» ENTRIES SUPPLIED:
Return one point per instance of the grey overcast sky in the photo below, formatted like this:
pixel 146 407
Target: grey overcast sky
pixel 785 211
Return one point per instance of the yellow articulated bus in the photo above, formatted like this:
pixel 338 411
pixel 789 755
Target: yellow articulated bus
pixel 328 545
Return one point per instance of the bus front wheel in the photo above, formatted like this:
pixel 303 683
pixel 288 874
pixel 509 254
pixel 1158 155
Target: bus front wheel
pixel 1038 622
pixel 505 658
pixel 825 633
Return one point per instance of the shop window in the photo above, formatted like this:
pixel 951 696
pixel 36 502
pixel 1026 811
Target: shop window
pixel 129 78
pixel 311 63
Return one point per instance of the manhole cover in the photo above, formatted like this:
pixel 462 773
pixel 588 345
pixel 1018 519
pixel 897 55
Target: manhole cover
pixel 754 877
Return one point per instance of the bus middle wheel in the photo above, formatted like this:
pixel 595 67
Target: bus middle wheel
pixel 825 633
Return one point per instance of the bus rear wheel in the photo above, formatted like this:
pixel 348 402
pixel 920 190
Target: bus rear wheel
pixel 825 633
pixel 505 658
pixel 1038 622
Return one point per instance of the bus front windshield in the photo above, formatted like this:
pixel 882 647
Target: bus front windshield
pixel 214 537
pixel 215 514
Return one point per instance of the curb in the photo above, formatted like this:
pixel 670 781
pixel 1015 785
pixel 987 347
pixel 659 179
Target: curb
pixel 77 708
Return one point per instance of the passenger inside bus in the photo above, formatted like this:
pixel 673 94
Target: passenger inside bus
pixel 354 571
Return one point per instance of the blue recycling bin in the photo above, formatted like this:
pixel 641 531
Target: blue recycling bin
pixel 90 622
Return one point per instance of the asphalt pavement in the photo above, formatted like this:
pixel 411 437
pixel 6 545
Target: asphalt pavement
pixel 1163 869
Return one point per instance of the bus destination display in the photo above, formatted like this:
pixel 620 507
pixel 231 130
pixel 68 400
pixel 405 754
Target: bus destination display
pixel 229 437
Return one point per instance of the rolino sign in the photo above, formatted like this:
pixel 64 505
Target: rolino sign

» EXERCISE TASK: Render all of the records above as a JSON list of strings, with one string for each line and blank lines left out.

» RESPONSE:
[
  "Return one point per instance of the grey overcast sky in the photo below, formatted like this:",
  "pixel 146 407",
  "Target: grey overcast sky",
  "pixel 785 211",
  "Return one point per instance of the yellow articulated bus in the photo above, formatted like this:",
  "pixel 338 411",
  "pixel 789 755",
  "Target: yellow articulated bus",
  "pixel 328 545",
  "Return one point per instance of the bus front wheel in the photo above, formatted like this:",
  "pixel 303 683",
  "pixel 288 874",
  "pixel 509 254",
  "pixel 1158 155",
  "Target: bus front wheel",
  "pixel 1038 622",
  "pixel 505 658",
  "pixel 825 633",
  "Return one point per instance of the shop window in the photo above, formatted like this:",
  "pixel 951 696",
  "pixel 36 502",
  "pixel 1026 811",
  "Target: shop window",
  "pixel 129 78",
  "pixel 311 63",
  "Return one point per instance of the manhole cover in the photo above, formatted like this:",
  "pixel 462 773",
  "pixel 588 345",
  "pixel 1018 519",
  "pixel 897 55",
  "Target: manhole cover",
  "pixel 754 877",
  "Return one point per instance of the bus middle wheel in the photo above, formatted like this:",
  "pixel 595 67",
  "Target: bus middle wheel",
  "pixel 825 633",
  "Return one point per instance of the bus rear wheel in the photo above, formatted like this:",
  "pixel 348 402",
  "pixel 920 190",
  "Target: bus rear wheel",
  "pixel 825 633",
  "pixel 505 658",
  "pixel 1038 622",
  "Return one point per instance of the bus front windshield in the photo above, formatted like this:",
  "pixel 882 647",
  "Target: bus front windshield",
  "pixel 214 537",
  "pixel 215 514",
  "Return one point per instance of the curb in the photo above, formatted like this:",
  "pixel 670 781",
  "pixel 1015 785",
  "pixel 987 347",
  "pixel 659 179",
  "Target: curb",
  "pixel 77 708",
  "Return one point per instance of the passenger inside bus in the photo above, formatted like this:",
  "pixel 673 94",
  "Target: passenger inside bus",
  "pixel 354 571",
  "Return one point per instance of the blue recycling bin in the photo above, formatted like this:",
  "pixel 641 531",
  "Target: blue recycling bin",
  "pixel 90 622",
  "Return one point per instance of the asphalt pavement in the photo above, formatted like this:",
  "pixel 411 437",
  "pixel 6 545",
  "Target: asphalt pavement",
  "pixel 1163 869",
  "Return one point per instance of the bus destination display in the photo above, formatted like this:",
  "pixel 620 507",
  "pixel 231 130",
  "pixel 68 400",
  "pixel 405 754",
  "Target: bus destination display",
  "pixel 229 437",
  "Return one point per instance of the rolino sign in the photo above, formatted like this:",
  "pixel 64 505",
  "Target: rolino sign"
]